• _BRANO SCELTO_
Eppure, contemporaneamente, il corpo non esaurisce in sé tutto il significato della persona ed una volta abbandonato dalla vita (in realtà dallo spirito che lo vivifica), esso è pur sempre “materia” (seppure nobilissima) della quale è lecito disporre per “buon” uso. E quale “uso” migliore del salvare un’altra vita?
Fatte dunque salve le condizioni dette prima, la Chiesa non giudica illecito il trapianto d’organi.
Non sarei però esauriente se non riferissi di due difficoltà, di due “inciampi”.
Il primo, forse il più sostanziale, riguarda proprio quelle paroline semplici semplici e apparentemente ovvie: il trapianto da cadavere deve avvenire DA UN CADAVERE. Il problema può apparire (e talvolta può essere) proprio quello dell’accertamento della morte. In Italia la legislazione in materia è fra le più serie e scientificamente rigorose: l’accertamento della morte esige criteri severi, non interamente condivisi e applicati in altre nazioni, e sufficienti a garantire sicurezza. Questo non significa che siano assenti gli abusi, nella stessa misura in cui il codice della strada non garantisce che tutti si fermino agli stop. È certamente importante che le regole ci siano e che siano eticamente corrette, cosa che non si può dire di tutte le leggi dello Stato.
In Italia, queste lo sono. Diciamola pure tutta: allo stato attuale delle nostre conoscenze, queste lo sono. Esistono associazioni (“contro la predazione degli organi a cuore battente”) che contestano i criteri di accertamento della morte: è una contestazione che deriva talvolta da una non conoscenza o non comprensione dei termini, talvolta dalla considerazione che qualcos’altro sarà scoperto in seguito e che quindi i nostri parametri sono inaffidabili. A questo, e solo a questo, mi permetto di replicare che prima o poi un cadavere dovrà essere sepolto: alcuni secoli fa lo seppellivano se non appannava più un vetro con il respiro: oggi siamo certamente in condizioni migliori. Eticamente è sostanziale avere la certezza della competenza attuale, non è necessaria la competenza futura.

• _CONSEGNE_
[a] Rispondi alle domande seguenti in base al brano sul trapianto d'organi.
(i) La Chiesa giudica illecito il trapianto d'organi?
(ii) Fra quali legislazioni il brano colloca quella italiana sull'accertamento della morte?
(iii) Secoli fa, secondo quale criterio si seppelliva un cadavere?
[b] Riscrivi in forma più breve il paragrafo del brano sul trapianto d'organi che comincia con "Il primo, forse il più sostanziale", mantenendone i fatti principali.
[c] Prosegui il brano sul trapianto d'organi a partire dal punto in cui si interrompe.

• _RACCOLTA DELLE VOCI_

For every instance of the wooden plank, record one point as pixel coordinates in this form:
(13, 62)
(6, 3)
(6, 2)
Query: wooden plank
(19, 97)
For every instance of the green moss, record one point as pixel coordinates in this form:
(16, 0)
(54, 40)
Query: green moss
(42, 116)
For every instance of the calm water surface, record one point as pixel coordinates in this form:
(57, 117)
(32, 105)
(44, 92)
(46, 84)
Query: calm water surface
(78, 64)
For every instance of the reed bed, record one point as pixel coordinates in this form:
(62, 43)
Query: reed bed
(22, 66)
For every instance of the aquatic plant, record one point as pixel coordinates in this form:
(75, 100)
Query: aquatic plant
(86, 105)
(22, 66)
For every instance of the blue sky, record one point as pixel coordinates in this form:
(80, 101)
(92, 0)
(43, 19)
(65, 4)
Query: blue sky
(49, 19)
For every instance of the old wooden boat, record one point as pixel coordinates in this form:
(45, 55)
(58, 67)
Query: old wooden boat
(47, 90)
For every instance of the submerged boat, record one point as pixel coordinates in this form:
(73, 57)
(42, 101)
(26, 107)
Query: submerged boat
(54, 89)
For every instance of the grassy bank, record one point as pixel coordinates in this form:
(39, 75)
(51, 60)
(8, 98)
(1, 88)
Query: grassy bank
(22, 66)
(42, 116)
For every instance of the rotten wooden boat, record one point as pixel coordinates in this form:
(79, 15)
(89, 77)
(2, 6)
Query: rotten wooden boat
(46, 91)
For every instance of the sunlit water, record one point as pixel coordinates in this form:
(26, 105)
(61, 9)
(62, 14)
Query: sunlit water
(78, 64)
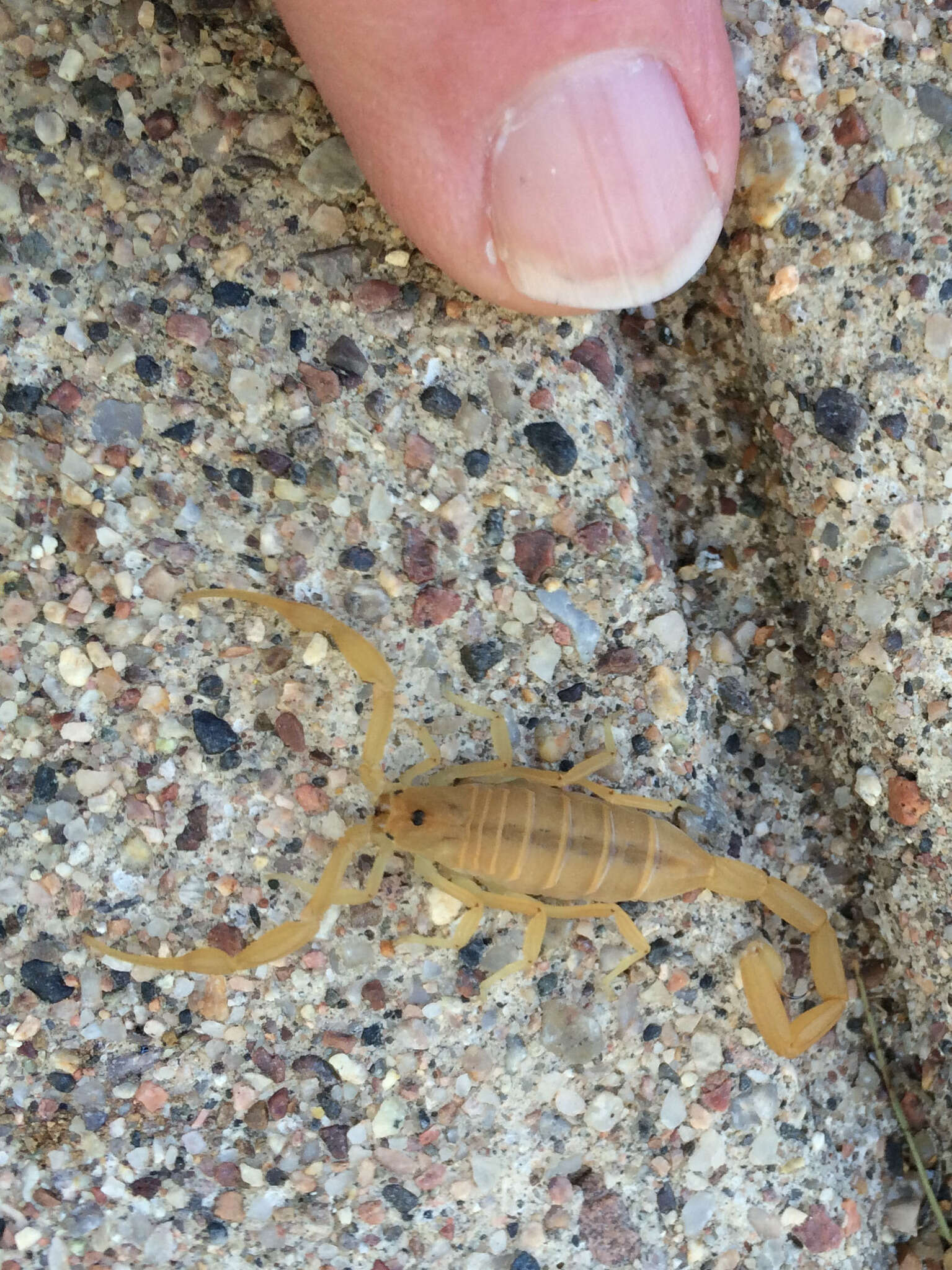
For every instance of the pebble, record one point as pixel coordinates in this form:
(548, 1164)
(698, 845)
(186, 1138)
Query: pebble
(907, 806)
(938, 335)
(867, 196)
(883, 563)
(553, 445)
(75, 667)
(664, 695)
(231, 295)
(673, 1110)
(535, 553)
(437, 399)
(763, 1148)
(331, 171)
(213, 734)
(698, 1212)
(479, 659)
(605, 1112)
(585, 631)
(670, 630)
(433, 606)
(839, 418)
(543, 658)
(360, 559)
(45, 980)
(935, 103)
(572, 1034)
(50, 127)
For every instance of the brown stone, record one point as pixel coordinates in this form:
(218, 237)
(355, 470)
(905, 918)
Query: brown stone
(419, 453)
(594, 538)
(419, 559)
(270, 1065)
(160, 125)
(65, 397)
(867, 196)
(375, 295)
(819, 1233)
(593, 355)
(189, 328)
(196, 828)
(278, 1104)
(907, 806)
(226, 938)
(323, 385)
(434, 605)
(372, 992)
(290, 729)
(606, 1226)
(78, 528)
(535, 553)
(850, 128)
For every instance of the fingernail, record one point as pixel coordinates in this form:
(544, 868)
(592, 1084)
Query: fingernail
(600, 196)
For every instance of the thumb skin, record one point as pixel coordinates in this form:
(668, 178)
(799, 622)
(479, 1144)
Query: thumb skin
(549, 155)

• _SOLUZIONI PER NUMERO_
[a]
(i) No, fatte salve le condizioni dette prima, la Chiesa non lo giudica illecito.
(ii) Fra le più serie e scientificamente rigorose.
(iii) Lo si seppelliva se non appannava più un vetro con il respiro.

[b] Il primo inciampo, forse il più sostanziale, è che il trapianto da cadavere deve avvenire davvero da un cadavere. Il problema riguarda quindi l'accertamento della morte. In Italia la legislazione in materia è fra le più serie e rigorose. Richiede infatti criteri severi, non condivisi da tutte le nazioni, e sufficienti a garantire sicurezza. Questo non esclude gli abusi, così come il codice della strada non garantisce che tutti si fermino agli stop. È però importante che le regole esistano e siano eticamente corrette.

[c]
La seconda e ultima perplessità è trasversale all’ambito cattolico (nel quale, anzi, è dibattuta) ma non riguarda precisamente l’eticità dei trapianti, bensì la liceità della legge sul silenzio-assenso. Per dirla molto in breve: a qualcuno non piace che uno Stato si arroghi il diritto di imporre un dono. La volontarietà espressa inequivocabilmente è caratteristica fondante del dono; altrimenti è dono di uno (lo Stato) ad un altro (il malato) senza che il vero donatore (pure senza dubbio cadavere, altrimenti l’illecito è a priori fuori discussione) ne sia certamente consapevole. Il che assomiglia terribilmente ad un esproprio, che è cosa diversa dal dono. E fra persone umane l’unica relazione eticamente corretta è quella di dono, non di uso.
Mi scuso per la lunghezza di questa risposta, che comprende almeno due domande rivoltemi ultimamente, che testimonia dell’interesse di queste tematiche, anche spesso impropriamente presenti nel panorama culturale attuale.